======== Vorgegebener Text

Heute beschäftigen wir uns mal (aus der Laienperspektive sozusagen) mit der Frage, welches Fest unsere jüdischen Mitmenschen gerade feiern - Stichwort: Chanukka. (Oder Hanukka. Oder einer der anderen zahlreichen Schreibweisen, die es für dieses Fest gibt.)

Man hört ja gerne mal die Aussage, Chanukka sei sozusagen „eine Art jüdisches Weihnachtsfest“, aber stimmt das überhaupt?

Der jüdische Kalender

Fangen wir mal mit dem Termin an - da wird's direkt schon spannend!
WANN Chanukka eigentlich ist, hat nämlich reichlich wenig mit dem (heutzutage in den meisten Ländern verwendeten) gregorianischen Kalender zu tun, sondern richtet sich nach dem sehr viel älteren jüdischen Kalender. Dieser ist ein wenig kompliziert, wenn man ihn nicht gewohnt ist, weswegen wir für unsere heutige Fragestellung ein paar Vereinfachungen vornehmen und feststellen: Die Monate sind abwechselnd 29 oder 30 Tage lang, ein normales Jahr hat davon 12, da dann aber zum vollen Sonnenjahr stets rund 11 Tage fehlen und sich daher mit der Zeit alles komplett verschieben würde, gibt es grob alle 3 Jahre einen extra Schaltmonat. Das betreffende Jahr hat dann also 13 Monate.

================
======== Datensatzauszug

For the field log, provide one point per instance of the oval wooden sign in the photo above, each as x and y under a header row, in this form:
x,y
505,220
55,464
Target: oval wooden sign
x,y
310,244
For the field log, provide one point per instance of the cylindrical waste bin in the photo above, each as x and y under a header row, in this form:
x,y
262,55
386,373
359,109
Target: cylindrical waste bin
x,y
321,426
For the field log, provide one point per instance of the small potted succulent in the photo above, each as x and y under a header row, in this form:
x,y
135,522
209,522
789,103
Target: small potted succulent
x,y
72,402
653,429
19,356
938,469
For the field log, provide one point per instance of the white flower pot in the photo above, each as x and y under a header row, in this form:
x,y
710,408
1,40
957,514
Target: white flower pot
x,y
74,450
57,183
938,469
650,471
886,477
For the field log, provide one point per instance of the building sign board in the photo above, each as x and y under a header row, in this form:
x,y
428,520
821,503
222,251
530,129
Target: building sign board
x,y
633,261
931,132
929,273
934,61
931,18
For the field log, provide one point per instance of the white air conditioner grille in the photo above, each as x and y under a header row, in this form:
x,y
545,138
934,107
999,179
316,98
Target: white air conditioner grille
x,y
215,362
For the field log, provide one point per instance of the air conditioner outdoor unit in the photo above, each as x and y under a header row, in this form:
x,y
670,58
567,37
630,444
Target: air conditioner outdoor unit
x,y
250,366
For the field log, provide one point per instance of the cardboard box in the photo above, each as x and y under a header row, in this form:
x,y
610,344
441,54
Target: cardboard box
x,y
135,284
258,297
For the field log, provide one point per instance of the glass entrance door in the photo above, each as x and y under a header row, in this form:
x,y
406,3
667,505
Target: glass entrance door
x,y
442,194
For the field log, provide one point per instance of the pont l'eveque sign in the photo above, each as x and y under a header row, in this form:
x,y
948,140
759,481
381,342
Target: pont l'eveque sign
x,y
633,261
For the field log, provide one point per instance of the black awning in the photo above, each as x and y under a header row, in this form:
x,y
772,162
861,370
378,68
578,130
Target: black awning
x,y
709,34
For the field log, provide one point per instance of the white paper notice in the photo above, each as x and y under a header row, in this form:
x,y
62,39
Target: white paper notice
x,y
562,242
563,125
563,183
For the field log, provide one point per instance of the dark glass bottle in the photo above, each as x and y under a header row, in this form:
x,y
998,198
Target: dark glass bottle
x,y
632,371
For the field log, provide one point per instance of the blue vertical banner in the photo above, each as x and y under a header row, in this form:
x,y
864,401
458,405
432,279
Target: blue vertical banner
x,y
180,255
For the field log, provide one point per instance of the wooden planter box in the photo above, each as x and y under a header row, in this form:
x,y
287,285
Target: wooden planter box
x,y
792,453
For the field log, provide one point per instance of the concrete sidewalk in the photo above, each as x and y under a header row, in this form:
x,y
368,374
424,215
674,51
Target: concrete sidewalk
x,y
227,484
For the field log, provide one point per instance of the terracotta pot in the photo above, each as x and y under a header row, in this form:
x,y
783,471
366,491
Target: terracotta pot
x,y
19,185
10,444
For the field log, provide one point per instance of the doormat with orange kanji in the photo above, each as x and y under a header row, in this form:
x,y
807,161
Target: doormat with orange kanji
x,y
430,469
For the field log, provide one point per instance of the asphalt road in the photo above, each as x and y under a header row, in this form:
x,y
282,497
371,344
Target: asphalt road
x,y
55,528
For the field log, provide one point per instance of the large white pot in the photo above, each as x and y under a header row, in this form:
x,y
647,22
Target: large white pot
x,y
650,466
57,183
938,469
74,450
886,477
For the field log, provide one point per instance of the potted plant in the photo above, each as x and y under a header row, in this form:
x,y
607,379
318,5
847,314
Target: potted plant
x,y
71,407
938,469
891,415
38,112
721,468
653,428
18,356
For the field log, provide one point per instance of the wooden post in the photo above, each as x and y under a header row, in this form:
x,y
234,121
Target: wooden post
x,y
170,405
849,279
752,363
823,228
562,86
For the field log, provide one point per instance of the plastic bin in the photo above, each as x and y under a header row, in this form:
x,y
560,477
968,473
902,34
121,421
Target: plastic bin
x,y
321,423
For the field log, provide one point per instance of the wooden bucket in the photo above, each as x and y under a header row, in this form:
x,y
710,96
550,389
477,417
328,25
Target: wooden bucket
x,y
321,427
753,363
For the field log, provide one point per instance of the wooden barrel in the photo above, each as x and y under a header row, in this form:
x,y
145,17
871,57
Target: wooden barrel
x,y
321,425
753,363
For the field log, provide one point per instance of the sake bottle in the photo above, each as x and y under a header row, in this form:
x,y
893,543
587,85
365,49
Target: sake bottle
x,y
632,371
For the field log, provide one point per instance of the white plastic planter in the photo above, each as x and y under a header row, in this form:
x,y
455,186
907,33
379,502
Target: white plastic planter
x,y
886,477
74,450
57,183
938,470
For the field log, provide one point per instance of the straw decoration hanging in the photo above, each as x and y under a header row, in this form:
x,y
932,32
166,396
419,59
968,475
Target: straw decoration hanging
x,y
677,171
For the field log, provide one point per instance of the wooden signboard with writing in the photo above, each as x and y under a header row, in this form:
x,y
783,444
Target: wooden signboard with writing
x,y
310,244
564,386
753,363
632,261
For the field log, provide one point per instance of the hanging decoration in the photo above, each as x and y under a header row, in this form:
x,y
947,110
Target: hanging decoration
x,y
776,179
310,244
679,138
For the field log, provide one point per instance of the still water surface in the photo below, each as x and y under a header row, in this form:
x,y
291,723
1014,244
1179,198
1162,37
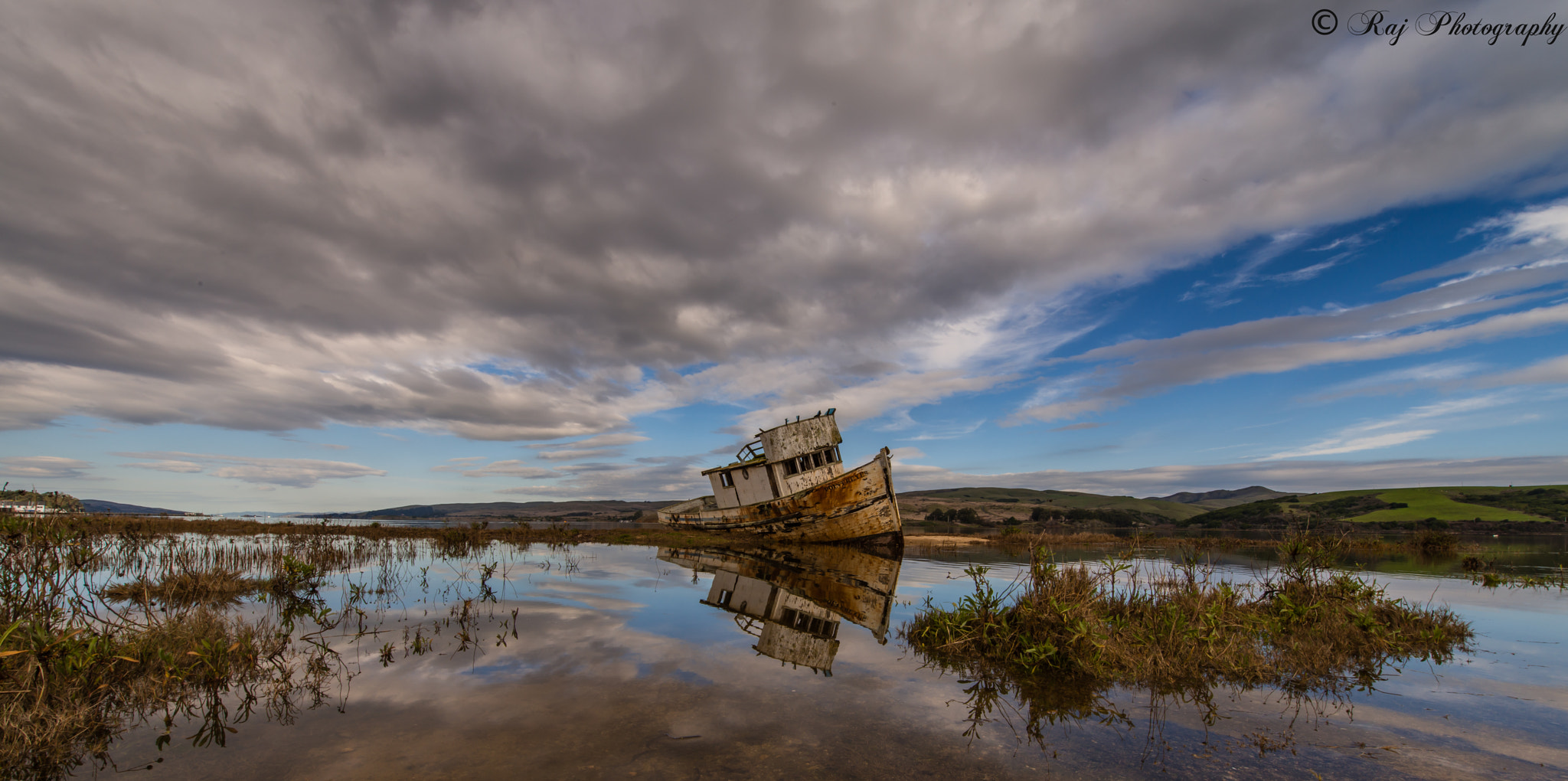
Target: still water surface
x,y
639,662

================

** Auszuführende Schritte **
1/ Prüfe, ob die folgenden Aussagen mit dem Text über Chanukka übereinstimmen, und belege jede Antwort (ja oder nein) mit den entscheidenden Wörtern des Textes als wörtliches Zitat. (a) Die Monate des jüdischen Kalenders sind abwechselnd 29 oder 30 Tage lang. (b) Ein normales Jahr im jüdischen Kalender hat 13 Monate. (c) Grob alle 3 Jahre kommt ein zusätzlicher Schaltmonat hinzu.
2/ Gib den Abschnitt des Textes über Chanukka zwischen „WANN Chanukka eigentlich“ und „also 13 Monate.“ einschließlich wortgetreu wieder.

** Ergebnisse je Aufgabe **
1/
(a) Ja: „Die Monate sind abwechselnd 29 oder 30 Tage lang“
(b) Nein: „ein normales Jahr hat davon 12“
(c) Ja: „gibt es grob alle 3 Jahre einen extra Schaltmonat“

2/
WANN Chanukka eigentlich ist, hat nämlich reichlich wenig mit dem (heutzutage in den meisten Ländern verwendeten) gregorianischen Kalender zu tun, sondern richtet sich nach dem sehr viel älteren jüdischen Kalender. Dieser ist ein wenig kompliziert, wenn man ihn nicht gewohnt ist, weswegen wir für unsere heutige Fragestellung ein paar Vereinfachungen vornehmen und feststellen: Die Monate sind abwechselnd 29 oder 30 Tage lang, ein normales Jahr hat davon 12, da dann aber zum vollen Sonnenjahr stets rund 11 Tage fehlen und sich daher mit der Zeit alles komplett verschieben würde, gibt es grob alle 3 Jahre einen extra Schaltmonat. Das betreffende Jahr hat dann also 13 Monate.